Copy out the lines starting with the line containing "Task: tag the green" and going on through the line containing "Query: green pine sprig", substituting "spruce" for "pine" and leaving everything else unchanged.
....................
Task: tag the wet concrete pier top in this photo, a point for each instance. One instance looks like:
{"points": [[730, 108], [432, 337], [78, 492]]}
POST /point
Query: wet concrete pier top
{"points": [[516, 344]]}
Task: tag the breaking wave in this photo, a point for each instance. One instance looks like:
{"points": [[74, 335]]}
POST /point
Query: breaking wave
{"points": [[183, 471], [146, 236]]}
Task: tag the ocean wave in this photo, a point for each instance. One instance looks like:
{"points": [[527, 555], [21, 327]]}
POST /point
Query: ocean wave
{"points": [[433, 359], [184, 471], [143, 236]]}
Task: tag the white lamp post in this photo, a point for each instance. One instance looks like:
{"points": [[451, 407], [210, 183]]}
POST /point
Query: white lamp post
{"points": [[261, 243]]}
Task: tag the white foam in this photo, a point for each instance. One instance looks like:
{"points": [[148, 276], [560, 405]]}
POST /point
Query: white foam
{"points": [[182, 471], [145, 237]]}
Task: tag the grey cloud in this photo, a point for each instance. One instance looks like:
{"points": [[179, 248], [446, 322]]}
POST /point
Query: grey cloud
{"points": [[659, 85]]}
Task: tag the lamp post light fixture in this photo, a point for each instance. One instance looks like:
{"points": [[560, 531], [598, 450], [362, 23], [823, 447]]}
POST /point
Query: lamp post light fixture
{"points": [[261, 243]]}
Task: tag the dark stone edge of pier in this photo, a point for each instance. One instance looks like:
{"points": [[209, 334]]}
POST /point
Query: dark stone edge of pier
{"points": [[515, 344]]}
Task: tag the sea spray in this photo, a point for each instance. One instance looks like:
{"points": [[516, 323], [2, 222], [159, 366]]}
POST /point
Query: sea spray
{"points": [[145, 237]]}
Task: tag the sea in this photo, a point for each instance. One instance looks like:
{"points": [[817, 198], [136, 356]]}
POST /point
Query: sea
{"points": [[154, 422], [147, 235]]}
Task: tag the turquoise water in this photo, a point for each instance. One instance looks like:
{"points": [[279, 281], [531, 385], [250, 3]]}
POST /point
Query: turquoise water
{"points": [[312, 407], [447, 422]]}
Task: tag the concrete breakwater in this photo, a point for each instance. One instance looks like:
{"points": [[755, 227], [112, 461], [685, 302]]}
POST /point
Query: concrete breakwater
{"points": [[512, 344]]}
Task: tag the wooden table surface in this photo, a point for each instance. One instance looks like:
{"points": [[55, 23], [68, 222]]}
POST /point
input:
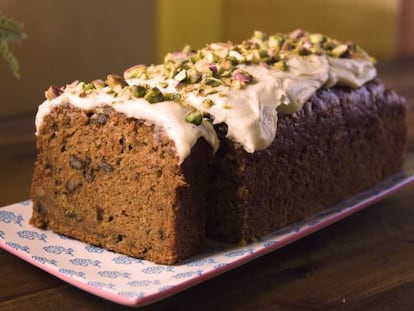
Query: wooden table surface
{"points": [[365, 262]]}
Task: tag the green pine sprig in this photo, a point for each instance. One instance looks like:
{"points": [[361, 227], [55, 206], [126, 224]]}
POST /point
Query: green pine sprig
....................
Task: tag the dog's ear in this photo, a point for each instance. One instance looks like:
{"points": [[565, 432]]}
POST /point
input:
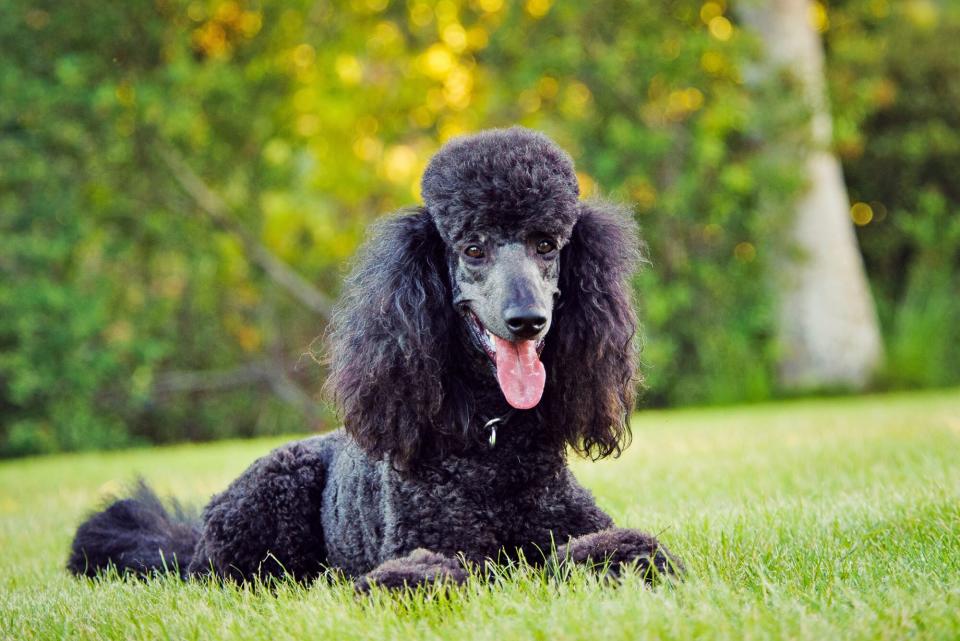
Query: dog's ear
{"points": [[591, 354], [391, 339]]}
....................
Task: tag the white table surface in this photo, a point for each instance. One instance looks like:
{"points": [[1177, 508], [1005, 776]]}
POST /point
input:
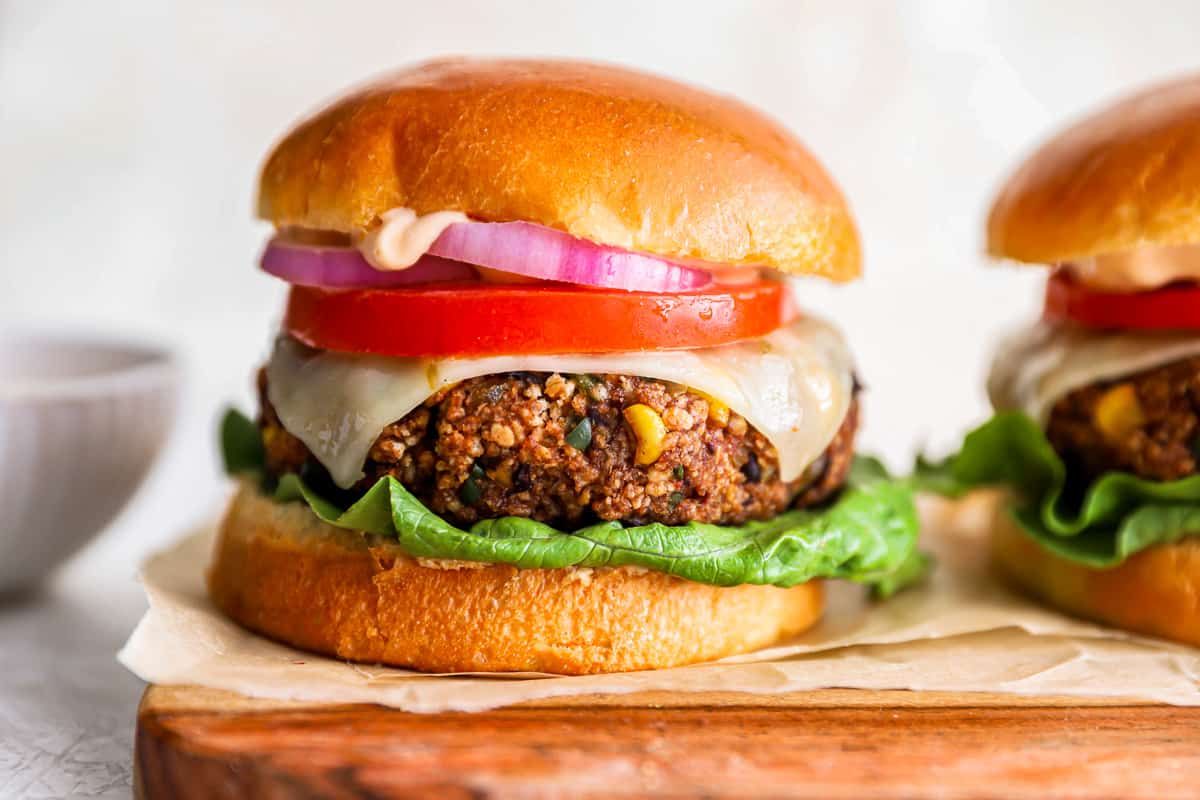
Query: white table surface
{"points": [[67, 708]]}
....................
Result for this exercise:
Task: tag the green spruce sprig in this photo, a point for each instance. One instance looks like:
{"points": [[361, 227], [55, 206], [126, 224]]}
POST /point
Query: green spruce sprig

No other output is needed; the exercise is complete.